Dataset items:
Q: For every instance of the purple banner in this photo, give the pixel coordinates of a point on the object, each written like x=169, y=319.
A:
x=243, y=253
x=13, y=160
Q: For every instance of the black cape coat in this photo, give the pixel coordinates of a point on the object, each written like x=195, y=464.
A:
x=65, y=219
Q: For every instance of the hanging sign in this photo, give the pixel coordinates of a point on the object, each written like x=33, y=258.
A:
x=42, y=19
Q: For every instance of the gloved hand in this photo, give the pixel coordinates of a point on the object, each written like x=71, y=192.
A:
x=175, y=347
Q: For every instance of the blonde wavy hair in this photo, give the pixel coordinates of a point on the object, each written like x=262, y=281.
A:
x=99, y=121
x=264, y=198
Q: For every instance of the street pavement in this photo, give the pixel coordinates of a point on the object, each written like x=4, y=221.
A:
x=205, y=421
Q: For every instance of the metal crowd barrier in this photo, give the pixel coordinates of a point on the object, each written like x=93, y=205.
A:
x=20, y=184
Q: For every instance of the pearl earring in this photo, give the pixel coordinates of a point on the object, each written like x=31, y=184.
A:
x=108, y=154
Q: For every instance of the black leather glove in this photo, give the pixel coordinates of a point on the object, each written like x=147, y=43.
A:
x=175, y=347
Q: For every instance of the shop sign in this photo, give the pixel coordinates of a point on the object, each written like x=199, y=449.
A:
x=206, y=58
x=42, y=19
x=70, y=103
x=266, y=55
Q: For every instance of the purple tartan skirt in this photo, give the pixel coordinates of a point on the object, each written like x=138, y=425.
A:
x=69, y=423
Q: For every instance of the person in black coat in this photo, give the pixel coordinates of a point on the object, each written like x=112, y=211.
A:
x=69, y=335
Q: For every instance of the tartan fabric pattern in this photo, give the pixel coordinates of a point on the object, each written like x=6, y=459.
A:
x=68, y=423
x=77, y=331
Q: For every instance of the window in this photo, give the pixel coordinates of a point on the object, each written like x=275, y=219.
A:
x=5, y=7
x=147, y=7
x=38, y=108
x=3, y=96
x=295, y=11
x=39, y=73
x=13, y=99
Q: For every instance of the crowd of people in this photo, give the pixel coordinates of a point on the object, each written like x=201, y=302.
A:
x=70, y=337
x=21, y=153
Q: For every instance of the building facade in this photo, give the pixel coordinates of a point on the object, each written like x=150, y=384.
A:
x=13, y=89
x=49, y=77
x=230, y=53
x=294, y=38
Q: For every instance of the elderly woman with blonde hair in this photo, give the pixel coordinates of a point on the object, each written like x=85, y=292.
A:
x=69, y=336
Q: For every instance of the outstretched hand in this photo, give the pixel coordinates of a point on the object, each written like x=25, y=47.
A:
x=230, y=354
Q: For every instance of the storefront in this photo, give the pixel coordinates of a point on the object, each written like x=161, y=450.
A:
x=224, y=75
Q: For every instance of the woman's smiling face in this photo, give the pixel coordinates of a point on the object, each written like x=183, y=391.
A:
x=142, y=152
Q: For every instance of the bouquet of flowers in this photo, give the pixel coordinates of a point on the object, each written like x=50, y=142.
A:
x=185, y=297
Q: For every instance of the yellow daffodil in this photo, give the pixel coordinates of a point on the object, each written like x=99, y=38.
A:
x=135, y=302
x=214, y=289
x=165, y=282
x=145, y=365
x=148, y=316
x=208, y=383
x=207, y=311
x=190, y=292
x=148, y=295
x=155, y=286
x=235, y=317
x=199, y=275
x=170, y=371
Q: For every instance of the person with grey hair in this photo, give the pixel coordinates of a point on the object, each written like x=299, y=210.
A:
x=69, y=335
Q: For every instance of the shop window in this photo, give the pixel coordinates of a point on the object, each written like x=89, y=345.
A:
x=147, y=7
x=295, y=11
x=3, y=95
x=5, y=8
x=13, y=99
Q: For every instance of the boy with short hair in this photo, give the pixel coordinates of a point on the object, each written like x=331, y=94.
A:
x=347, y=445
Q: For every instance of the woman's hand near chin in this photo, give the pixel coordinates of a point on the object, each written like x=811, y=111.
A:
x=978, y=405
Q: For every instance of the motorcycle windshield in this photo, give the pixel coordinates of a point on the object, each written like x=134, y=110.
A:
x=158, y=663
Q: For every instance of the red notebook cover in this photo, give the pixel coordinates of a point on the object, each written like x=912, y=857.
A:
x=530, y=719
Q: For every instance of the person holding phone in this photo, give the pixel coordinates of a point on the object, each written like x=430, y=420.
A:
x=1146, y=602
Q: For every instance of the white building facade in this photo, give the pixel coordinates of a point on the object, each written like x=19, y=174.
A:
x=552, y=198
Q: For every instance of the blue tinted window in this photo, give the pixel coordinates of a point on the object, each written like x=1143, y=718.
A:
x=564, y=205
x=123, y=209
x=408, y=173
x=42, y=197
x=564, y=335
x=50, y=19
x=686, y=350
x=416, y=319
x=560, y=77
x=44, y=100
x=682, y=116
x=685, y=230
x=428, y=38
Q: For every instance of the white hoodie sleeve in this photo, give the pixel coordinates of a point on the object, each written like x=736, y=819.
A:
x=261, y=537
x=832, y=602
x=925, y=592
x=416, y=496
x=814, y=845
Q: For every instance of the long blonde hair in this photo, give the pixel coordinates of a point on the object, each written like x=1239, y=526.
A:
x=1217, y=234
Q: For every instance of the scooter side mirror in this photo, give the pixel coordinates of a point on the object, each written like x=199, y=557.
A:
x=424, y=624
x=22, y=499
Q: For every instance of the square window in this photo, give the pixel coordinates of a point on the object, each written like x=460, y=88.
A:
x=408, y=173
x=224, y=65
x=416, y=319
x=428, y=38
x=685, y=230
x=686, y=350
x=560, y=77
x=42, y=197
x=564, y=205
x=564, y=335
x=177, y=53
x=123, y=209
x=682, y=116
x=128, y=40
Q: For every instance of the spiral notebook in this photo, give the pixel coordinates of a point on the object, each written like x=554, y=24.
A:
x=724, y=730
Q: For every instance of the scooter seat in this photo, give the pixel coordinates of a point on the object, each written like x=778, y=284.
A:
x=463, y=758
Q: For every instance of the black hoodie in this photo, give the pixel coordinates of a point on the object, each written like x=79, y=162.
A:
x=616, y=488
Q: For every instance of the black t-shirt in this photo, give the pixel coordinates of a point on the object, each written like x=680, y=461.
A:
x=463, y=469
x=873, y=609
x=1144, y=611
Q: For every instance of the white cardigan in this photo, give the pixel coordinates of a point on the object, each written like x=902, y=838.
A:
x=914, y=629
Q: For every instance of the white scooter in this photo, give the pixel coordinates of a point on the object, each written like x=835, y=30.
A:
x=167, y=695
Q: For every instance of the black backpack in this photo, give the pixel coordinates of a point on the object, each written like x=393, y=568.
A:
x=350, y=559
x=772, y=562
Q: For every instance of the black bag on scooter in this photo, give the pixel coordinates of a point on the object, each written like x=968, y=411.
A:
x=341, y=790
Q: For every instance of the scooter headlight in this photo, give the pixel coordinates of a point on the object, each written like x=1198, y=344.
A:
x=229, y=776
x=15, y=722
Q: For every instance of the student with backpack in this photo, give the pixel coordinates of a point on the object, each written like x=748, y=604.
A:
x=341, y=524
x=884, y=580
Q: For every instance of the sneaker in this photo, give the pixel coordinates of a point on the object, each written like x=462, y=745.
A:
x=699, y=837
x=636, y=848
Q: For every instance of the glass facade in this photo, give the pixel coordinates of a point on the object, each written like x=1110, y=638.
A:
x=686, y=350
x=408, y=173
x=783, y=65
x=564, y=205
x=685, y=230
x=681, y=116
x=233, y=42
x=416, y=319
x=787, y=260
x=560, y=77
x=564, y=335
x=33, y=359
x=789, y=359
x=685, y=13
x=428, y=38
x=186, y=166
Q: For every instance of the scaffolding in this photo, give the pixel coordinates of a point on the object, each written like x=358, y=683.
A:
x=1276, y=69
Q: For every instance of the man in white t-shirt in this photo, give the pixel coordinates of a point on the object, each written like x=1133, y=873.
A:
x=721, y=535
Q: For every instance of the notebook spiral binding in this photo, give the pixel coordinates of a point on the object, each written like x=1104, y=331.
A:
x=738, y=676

## [Your instructions]
Find every line in the records above that contains the word "purple", and copy each one.

## [Output of the exercise]
Q: For every instance of the purple banner in this photo, give the pixel coordinates of a point on the object, each written like x=169, y=319.
Q: For every instance of the purple tartan skirt in this photo, give the pixel coordinates of a point on the object, each written like x=138, y=425.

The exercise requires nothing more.